> [Listed entries]:
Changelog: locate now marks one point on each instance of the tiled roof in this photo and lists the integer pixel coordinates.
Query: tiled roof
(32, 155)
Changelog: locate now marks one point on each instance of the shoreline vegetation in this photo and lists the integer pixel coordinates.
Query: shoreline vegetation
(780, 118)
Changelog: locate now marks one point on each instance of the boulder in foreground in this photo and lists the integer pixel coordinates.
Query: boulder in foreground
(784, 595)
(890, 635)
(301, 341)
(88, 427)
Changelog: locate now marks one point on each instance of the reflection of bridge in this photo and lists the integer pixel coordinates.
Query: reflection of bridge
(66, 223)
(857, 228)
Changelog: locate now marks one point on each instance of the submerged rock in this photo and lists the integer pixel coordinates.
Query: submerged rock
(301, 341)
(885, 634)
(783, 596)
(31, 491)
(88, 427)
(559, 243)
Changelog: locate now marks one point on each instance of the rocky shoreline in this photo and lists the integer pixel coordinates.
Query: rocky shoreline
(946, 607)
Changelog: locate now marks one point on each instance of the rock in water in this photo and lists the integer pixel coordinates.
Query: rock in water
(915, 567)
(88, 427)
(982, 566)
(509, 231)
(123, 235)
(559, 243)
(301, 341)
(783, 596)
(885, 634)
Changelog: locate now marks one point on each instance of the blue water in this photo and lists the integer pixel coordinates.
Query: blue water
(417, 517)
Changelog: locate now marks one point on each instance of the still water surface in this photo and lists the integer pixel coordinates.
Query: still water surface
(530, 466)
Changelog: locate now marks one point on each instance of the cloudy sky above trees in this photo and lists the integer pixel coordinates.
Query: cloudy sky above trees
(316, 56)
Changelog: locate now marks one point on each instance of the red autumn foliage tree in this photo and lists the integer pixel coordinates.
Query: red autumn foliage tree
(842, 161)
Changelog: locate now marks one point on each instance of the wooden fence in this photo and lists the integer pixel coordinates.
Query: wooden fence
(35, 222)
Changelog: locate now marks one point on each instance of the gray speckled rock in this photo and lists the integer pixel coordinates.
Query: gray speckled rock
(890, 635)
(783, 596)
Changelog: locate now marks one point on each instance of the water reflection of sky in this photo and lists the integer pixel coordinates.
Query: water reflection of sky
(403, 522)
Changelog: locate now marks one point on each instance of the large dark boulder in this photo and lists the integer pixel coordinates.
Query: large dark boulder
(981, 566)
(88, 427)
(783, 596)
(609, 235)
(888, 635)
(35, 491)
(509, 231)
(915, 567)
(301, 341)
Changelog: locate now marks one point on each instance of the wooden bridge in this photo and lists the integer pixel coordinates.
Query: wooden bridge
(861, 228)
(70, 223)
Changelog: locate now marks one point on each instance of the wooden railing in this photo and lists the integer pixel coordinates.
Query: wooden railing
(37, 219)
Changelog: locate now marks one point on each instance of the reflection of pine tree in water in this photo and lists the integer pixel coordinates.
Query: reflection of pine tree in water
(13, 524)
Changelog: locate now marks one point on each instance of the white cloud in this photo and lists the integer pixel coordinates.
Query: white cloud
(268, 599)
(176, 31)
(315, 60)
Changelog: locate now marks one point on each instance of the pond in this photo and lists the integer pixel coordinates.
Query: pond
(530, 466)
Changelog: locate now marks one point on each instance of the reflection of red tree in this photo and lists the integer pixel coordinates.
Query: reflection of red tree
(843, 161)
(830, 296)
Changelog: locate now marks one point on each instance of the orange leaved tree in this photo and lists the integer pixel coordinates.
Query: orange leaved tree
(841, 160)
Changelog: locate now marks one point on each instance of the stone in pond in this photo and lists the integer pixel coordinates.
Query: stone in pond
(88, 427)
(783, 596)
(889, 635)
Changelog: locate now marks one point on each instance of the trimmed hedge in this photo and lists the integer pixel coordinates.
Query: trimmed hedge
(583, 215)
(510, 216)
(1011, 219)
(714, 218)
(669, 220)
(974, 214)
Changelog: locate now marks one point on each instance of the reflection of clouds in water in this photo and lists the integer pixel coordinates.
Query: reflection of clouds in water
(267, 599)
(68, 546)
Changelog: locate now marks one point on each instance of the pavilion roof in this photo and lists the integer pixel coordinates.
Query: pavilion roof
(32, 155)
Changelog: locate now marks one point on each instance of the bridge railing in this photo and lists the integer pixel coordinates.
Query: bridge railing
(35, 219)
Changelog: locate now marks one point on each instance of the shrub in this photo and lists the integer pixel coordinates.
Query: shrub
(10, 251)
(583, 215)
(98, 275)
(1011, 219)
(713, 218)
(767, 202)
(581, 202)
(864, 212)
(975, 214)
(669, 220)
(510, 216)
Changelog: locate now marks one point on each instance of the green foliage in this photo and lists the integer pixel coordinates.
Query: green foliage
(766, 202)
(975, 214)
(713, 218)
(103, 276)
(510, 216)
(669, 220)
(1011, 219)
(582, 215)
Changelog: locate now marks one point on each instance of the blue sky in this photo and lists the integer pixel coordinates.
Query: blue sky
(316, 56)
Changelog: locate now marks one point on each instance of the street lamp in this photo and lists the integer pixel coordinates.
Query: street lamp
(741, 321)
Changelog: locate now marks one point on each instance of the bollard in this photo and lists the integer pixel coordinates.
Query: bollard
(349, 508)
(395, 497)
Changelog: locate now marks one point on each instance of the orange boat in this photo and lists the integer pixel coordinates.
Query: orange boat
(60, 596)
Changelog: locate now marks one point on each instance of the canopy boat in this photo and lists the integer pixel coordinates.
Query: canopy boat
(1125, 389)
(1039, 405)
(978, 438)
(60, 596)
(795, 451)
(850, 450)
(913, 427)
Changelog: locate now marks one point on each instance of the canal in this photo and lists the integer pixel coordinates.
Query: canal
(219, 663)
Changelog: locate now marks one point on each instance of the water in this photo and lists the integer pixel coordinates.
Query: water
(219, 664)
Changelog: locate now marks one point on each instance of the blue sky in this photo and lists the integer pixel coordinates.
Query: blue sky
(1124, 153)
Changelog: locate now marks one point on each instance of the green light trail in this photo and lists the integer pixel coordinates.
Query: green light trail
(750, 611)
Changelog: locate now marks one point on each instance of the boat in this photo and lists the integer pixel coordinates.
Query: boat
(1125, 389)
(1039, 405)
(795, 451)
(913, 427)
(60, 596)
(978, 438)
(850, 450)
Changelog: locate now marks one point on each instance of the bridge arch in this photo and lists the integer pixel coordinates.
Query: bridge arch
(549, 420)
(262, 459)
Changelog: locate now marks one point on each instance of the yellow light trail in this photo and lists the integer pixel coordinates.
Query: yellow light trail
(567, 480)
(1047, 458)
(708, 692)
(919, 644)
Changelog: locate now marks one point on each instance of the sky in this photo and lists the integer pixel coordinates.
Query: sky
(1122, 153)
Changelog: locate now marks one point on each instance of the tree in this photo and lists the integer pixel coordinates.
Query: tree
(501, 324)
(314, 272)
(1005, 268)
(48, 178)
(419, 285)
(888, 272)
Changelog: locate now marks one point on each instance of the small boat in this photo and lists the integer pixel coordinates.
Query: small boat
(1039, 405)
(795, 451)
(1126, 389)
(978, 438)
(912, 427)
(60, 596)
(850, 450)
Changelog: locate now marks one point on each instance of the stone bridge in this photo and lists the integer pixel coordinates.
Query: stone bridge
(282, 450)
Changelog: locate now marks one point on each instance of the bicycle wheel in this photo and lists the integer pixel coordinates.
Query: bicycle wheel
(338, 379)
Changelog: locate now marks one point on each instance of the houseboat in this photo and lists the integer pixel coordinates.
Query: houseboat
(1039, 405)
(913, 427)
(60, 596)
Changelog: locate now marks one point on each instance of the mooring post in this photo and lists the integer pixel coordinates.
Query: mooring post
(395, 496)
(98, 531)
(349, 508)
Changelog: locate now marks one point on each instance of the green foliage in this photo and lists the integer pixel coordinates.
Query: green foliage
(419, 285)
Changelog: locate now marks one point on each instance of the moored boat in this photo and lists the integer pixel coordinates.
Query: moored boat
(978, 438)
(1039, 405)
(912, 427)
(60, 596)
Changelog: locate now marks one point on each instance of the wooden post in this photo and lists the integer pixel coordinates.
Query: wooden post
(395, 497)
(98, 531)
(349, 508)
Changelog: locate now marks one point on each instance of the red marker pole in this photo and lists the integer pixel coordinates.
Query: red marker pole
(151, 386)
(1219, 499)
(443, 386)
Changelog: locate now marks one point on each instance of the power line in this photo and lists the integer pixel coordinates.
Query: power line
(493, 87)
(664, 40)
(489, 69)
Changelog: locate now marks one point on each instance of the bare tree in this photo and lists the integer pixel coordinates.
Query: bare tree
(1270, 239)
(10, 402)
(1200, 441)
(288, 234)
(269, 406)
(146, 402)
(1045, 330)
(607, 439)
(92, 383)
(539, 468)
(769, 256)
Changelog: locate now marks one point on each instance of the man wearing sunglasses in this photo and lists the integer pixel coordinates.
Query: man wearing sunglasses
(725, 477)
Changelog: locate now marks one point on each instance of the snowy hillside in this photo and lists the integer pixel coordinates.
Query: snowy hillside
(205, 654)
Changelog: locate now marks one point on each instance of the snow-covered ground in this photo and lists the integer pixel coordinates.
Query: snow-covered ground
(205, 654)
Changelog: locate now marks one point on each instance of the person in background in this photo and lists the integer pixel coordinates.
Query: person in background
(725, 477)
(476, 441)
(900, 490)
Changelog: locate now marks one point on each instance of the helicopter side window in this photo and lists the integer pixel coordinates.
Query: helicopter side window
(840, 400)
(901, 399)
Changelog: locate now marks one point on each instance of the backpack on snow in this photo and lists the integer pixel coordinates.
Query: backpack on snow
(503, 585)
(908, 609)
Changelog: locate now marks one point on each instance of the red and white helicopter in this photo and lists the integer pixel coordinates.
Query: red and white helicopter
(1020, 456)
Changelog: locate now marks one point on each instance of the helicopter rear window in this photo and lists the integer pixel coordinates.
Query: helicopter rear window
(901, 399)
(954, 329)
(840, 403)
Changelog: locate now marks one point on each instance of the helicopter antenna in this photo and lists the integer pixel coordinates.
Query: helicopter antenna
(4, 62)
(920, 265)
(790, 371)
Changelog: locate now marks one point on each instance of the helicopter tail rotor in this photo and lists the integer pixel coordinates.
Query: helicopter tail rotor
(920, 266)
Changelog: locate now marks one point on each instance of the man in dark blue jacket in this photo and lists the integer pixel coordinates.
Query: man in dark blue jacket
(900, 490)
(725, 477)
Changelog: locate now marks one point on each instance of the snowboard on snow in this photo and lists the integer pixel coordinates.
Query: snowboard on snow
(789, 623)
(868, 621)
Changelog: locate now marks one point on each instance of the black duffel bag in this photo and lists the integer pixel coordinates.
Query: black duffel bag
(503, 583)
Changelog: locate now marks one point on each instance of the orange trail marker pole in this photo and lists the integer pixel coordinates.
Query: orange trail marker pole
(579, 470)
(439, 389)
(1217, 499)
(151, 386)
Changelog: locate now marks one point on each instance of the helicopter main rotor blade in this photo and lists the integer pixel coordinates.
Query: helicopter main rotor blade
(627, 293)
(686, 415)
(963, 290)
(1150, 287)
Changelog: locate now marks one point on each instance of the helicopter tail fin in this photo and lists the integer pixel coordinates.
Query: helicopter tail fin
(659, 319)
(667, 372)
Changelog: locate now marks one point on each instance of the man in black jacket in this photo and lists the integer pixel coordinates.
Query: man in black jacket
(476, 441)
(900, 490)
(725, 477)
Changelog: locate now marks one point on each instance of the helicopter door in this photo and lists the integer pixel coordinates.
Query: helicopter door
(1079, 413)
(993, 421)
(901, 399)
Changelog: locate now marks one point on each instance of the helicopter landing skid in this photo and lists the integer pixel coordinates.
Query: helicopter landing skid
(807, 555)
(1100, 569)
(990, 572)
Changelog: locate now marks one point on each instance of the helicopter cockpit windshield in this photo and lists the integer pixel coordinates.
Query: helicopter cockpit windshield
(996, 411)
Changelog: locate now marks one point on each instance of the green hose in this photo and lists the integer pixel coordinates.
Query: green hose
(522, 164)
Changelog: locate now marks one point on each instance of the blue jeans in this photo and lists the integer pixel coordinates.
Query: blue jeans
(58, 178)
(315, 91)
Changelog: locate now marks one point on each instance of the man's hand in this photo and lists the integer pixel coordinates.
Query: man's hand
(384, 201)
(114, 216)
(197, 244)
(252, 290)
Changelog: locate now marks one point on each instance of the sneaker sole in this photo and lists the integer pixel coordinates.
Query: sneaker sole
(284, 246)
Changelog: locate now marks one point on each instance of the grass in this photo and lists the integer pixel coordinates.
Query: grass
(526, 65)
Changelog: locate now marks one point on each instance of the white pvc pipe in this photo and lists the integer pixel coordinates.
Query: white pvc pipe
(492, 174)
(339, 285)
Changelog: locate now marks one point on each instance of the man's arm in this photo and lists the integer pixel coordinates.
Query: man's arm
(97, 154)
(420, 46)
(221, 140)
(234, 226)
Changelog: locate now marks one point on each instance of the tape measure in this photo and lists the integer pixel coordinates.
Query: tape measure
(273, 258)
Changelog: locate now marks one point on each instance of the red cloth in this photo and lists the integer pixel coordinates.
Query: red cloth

> [What needs to be done]:
Copy out the records between the line containing "the helicopter main" and the line containing "(1150, 287)", inclusive, reproducing each line unchanged.

> [Response]:
Changelog: locate now marks one point on each instance of the helicopter main rotor blade in this photo and lists the integer pixel coordinates.
Query: helicopter main rotor blade
(627, 293)
(686, 415)
(963, 290)
(1150, 287)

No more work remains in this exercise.